Consigne A —
Repérez chaque ligne des données qui contient le mot « yellow », puis recopiez-la.

Extrait à lire —
+---+

Montserrat Caballé (1933-2018). Photo : DR
Célébrée pour sa technique invincible
de soprano colorature, d’une maîtrise conquérante, sa voix connue pour sa
pureté d’arc-en-ciel, son homogénéité parfaite sur toute l’étendue de sa
tessiture, son exceptionnelle conduite de souffle qui en font l’une des plus
grandes cantatrices du XXe siècle, Montserrat Caballé aura marqué
notre temps.
Montserrat Caballé au côté de Luciano Pavarotti dans Tosca de Giacomo Puccini. Photo : DR
Née dans la pauvreté le 12 avril
1933 à Barcelone, où elle a fait ses études au Conservatoire du Liceu à partir
de 1942 grâce à un emprunt fait auprès d’une famille aisée de Barcelone qui l’avait
guidée dans ses études musicales, Maria de Montserrat Viviana Concepción Caballé i Folc, alias Montserrat
Caballé a fait ses débuts en 1956 sur la scène du Théâtre municipal de Bâle
dont elle est membre de la troupe pendant trois ans. Elle est ensuite engagée deux
ans à Brême, où elle chante un vaste répertoire de soprano lyrico-dramatique, avant
de se produire au Liceu de Barcelone dans Arabella
de Richard Strauss. Elle d’entreprend ensuite une tournée au Mexique en 1962 et
remporte l’année suivante un véritable triomphe dans sa ville natale.

+---+

Lignes issues d'une source de données
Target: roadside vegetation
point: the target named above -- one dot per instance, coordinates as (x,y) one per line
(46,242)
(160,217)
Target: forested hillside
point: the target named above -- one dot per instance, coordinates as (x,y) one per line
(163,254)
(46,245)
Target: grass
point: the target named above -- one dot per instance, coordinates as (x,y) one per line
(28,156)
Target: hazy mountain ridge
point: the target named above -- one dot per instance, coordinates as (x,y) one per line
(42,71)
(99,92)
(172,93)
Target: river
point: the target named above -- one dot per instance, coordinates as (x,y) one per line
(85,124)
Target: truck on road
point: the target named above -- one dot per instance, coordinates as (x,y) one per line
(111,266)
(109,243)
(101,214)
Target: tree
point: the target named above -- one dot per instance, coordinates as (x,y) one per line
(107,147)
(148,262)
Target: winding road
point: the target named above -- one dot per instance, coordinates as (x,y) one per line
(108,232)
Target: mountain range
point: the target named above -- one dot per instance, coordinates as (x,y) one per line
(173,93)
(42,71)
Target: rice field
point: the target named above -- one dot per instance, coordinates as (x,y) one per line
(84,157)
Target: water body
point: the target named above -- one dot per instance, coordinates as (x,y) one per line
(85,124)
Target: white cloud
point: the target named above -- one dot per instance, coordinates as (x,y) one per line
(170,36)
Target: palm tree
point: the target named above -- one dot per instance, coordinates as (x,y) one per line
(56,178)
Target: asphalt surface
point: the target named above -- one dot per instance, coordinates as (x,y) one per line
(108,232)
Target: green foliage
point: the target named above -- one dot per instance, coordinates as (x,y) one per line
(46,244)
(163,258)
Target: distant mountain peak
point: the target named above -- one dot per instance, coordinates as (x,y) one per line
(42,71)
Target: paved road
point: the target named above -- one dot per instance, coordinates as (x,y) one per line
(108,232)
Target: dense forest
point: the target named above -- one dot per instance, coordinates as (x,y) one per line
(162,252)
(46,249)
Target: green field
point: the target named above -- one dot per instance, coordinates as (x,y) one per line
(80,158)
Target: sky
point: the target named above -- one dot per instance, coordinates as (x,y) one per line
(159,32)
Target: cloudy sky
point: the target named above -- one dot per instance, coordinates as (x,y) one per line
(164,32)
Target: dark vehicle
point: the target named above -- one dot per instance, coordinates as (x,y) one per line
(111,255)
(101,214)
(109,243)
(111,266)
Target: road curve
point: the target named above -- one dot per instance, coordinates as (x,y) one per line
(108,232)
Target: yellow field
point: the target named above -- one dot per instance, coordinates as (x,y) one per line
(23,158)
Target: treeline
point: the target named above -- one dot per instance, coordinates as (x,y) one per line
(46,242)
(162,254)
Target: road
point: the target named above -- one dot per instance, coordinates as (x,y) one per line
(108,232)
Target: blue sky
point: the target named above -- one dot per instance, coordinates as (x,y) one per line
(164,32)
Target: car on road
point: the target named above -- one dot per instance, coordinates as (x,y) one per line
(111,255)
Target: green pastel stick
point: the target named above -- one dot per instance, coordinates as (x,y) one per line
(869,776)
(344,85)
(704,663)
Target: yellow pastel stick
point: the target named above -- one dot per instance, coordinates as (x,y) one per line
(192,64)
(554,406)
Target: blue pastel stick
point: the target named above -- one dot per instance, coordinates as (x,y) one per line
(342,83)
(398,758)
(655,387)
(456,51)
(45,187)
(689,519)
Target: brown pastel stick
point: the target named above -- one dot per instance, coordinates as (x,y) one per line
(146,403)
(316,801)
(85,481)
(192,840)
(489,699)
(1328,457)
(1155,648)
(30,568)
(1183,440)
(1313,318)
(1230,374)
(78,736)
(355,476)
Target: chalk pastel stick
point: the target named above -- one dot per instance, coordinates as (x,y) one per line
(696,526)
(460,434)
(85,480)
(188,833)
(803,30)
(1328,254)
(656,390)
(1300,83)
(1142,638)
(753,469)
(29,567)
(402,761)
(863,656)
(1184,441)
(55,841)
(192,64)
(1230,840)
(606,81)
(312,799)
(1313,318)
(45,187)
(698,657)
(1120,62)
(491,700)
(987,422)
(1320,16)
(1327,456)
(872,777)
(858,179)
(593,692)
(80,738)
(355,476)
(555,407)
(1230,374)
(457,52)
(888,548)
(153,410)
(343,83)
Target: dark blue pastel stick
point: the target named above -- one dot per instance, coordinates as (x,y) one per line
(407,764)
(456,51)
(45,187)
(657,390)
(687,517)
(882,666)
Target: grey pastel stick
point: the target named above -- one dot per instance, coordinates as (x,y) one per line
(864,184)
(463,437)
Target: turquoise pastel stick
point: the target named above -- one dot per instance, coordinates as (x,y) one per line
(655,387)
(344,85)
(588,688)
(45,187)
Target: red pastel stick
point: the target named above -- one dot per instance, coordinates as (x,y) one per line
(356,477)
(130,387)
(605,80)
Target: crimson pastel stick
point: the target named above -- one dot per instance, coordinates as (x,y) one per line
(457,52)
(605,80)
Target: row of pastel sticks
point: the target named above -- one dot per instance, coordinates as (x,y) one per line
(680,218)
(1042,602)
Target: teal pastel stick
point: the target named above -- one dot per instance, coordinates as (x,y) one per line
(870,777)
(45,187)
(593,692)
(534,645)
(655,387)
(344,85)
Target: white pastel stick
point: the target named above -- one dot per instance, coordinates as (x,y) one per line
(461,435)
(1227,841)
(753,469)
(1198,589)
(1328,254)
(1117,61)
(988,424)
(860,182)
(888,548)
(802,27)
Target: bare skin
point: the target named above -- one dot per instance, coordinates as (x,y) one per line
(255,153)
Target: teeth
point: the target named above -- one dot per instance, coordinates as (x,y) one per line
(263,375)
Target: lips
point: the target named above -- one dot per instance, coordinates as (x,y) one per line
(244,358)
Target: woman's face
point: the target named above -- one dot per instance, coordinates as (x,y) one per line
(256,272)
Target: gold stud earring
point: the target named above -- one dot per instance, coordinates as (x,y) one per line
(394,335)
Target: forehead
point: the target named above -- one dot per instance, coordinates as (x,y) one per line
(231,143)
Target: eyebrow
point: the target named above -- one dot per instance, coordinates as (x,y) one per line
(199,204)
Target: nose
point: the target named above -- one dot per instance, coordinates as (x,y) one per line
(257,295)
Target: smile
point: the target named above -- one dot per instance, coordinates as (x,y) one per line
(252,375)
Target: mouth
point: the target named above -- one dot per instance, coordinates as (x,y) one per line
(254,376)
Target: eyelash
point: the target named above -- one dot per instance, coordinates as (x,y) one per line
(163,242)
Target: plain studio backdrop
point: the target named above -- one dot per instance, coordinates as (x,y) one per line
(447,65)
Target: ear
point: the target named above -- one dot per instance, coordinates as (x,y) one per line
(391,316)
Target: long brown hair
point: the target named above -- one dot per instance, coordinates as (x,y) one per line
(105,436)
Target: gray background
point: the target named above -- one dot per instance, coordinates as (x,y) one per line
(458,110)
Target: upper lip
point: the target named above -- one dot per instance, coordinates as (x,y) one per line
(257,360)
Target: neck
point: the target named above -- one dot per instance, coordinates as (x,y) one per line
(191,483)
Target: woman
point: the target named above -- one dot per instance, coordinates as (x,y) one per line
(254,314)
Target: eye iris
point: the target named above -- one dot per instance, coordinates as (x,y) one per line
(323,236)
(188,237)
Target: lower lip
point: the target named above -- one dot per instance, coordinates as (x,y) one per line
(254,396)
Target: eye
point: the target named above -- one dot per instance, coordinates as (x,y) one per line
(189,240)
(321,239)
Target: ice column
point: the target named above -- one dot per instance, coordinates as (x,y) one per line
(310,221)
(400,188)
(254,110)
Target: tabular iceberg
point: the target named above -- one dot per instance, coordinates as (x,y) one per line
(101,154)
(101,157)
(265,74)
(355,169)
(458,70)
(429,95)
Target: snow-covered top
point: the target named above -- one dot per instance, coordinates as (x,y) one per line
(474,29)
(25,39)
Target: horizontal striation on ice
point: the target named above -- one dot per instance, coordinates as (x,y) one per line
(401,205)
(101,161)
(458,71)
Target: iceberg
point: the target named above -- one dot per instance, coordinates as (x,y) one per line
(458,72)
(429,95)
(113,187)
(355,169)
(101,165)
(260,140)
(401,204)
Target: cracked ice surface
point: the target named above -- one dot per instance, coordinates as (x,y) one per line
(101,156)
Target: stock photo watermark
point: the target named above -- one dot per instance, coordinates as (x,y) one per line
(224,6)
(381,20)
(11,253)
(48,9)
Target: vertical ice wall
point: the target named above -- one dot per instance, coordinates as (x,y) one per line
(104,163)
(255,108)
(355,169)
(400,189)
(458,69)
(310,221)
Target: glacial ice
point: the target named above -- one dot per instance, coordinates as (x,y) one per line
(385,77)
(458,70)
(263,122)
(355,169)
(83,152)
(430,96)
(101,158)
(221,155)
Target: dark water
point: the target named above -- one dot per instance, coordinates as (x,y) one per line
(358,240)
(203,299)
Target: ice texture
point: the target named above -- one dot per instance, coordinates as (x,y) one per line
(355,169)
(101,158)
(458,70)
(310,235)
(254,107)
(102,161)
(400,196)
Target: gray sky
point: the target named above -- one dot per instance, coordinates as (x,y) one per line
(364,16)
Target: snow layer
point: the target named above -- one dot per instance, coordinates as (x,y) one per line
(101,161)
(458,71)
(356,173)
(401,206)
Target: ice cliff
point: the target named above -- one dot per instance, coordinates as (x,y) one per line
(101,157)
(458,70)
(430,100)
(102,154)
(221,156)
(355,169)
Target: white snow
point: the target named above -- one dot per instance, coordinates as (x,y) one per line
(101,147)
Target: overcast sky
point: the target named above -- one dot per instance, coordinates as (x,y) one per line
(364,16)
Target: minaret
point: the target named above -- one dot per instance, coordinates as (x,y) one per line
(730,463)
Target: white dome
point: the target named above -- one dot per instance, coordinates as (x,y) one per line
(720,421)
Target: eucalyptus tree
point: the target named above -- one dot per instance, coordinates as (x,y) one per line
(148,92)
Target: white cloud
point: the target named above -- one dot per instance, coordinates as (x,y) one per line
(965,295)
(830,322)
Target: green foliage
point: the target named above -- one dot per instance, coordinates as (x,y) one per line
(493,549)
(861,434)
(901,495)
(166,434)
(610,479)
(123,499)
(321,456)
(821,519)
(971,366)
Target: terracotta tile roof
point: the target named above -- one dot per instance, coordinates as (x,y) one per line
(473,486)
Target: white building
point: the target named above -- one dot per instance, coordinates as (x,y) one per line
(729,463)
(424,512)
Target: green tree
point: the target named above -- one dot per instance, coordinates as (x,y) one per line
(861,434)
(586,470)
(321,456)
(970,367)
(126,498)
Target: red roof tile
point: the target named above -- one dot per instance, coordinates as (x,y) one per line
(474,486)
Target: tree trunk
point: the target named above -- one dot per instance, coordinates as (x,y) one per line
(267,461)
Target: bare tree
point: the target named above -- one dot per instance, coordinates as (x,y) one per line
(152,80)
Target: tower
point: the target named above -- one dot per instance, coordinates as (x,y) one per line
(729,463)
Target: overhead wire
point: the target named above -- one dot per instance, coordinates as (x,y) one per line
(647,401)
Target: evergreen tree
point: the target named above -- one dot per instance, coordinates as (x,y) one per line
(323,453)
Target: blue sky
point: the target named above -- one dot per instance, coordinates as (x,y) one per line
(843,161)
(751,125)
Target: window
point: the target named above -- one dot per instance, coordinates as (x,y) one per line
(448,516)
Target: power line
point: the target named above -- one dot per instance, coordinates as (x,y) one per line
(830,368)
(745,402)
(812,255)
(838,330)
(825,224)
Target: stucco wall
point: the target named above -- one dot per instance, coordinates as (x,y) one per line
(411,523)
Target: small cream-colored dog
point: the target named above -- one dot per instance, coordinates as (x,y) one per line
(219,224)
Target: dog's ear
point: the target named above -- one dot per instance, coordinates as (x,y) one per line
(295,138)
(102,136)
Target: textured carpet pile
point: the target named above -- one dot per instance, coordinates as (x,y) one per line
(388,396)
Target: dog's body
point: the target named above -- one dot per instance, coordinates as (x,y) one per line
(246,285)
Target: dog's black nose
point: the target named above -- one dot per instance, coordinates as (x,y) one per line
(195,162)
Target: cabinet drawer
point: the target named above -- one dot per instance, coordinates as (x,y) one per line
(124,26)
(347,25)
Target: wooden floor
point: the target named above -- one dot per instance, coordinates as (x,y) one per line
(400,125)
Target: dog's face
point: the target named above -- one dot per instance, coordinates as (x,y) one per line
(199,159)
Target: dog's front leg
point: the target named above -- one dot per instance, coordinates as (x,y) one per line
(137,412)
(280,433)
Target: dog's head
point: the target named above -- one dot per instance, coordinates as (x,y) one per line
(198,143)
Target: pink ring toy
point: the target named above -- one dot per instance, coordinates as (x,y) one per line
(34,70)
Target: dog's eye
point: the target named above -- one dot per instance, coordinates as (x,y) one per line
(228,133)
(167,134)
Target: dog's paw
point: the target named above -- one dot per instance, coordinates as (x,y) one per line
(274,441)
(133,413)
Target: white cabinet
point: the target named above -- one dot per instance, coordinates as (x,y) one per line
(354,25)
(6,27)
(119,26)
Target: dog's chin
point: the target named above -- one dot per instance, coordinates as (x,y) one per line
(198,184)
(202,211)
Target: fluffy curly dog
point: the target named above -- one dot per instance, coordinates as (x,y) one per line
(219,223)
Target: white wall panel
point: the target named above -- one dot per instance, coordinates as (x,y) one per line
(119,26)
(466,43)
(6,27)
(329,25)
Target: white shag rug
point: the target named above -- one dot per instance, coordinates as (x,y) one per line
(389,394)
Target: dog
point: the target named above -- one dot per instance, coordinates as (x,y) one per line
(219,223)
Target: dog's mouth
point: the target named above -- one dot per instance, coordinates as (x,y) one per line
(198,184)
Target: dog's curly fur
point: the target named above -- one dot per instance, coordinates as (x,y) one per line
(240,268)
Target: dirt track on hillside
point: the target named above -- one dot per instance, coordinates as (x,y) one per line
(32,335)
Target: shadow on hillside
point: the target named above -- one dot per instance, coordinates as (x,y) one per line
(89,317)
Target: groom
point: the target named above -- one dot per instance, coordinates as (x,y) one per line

+---+

Consigne B —
Résumez sous forme de liste le paragraphe du texte sur Montserrat Caballé qui commence par « Née dans la pauvreté », en gardant les faits principaux.

Bonne réponse A —
Target: yellow field
Target: yellow pastel stick

Bonne réponse B —
- Naissance dans la pauvreté le 12 avril 1933 à Barcelone, sous le nom de Maria de Montserrat Viviana Concepción Caballé i Folc.
- Études au Conservatoire du Liceu à partir de 1942, grâce à un emprunt auprès d'une famille aisée de Barcelone qui l'avait guidée dans ses études musicales.
- Débuts en 1956 au Théâtre municipal de Bâle, où elle fait partie de la troupe pendant trois ans.
- Deux ans à Brême, avec un vaste répertoire de soprano lyrico-dramatique.
- Passage au Liceu de Barcelone dans *Arabella* de Richard Strauss.
- Tournée au Mexique en 1962, puis véritable triomphe dans sa ville natale l'année suivante.